= BRIEF =
Write all of the entries again. Keep them exactly as they are.

Segment Start: DATA UNDER STUDY

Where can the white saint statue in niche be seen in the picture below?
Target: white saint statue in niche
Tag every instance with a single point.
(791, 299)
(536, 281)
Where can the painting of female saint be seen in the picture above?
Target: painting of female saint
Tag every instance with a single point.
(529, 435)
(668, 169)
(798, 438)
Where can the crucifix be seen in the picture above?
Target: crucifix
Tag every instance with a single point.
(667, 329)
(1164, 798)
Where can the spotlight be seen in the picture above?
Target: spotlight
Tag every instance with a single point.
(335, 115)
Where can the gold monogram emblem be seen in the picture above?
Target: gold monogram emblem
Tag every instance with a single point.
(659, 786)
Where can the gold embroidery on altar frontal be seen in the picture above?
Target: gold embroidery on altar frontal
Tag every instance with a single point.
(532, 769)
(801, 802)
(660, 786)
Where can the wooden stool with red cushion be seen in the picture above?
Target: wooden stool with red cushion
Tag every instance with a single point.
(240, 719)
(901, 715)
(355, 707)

Segment End: DATA UNDER STUDY

= ANSWER SPACE =
Where can the white saint statue in niche be seen in the picture below?
Target: white saint statue in niche
Tag every instance with a single point.
(791, 299)
(536, 281)
Where can the painting of female saint be seen in the picture above?
Target: painting of female saint
Tag every instance with a single point.
(529, 435)
(668, 169)
(798, 438)
Where can the crucifix be seen in the picture above?
Target: crucifix
Tag every instance with a single point.
(667, 329)
(1164, 798)
Where can the spotlight be seen in the picture above?
Target: spotlight
Tag every instance with a single point.
(335, 115)
Where can the gold monogram emblem be seen in the picture above?
Target: gold monogram emblem
Tag every instance with a single point.
(659, 786)
Where can the gold embroidery on altar frontal be seen in the picture above?
Target: gold embroidery on altar frontal
Tag every instance with a single point.
(532, 769)
(801, 802)
(660, 786)
Where can the wooden stool with red cushion be seen in the picture above?
Target: wooden stool with red cushion
Tag every instance with a single point.
(240, 719)
(901, 715)
(355, 707)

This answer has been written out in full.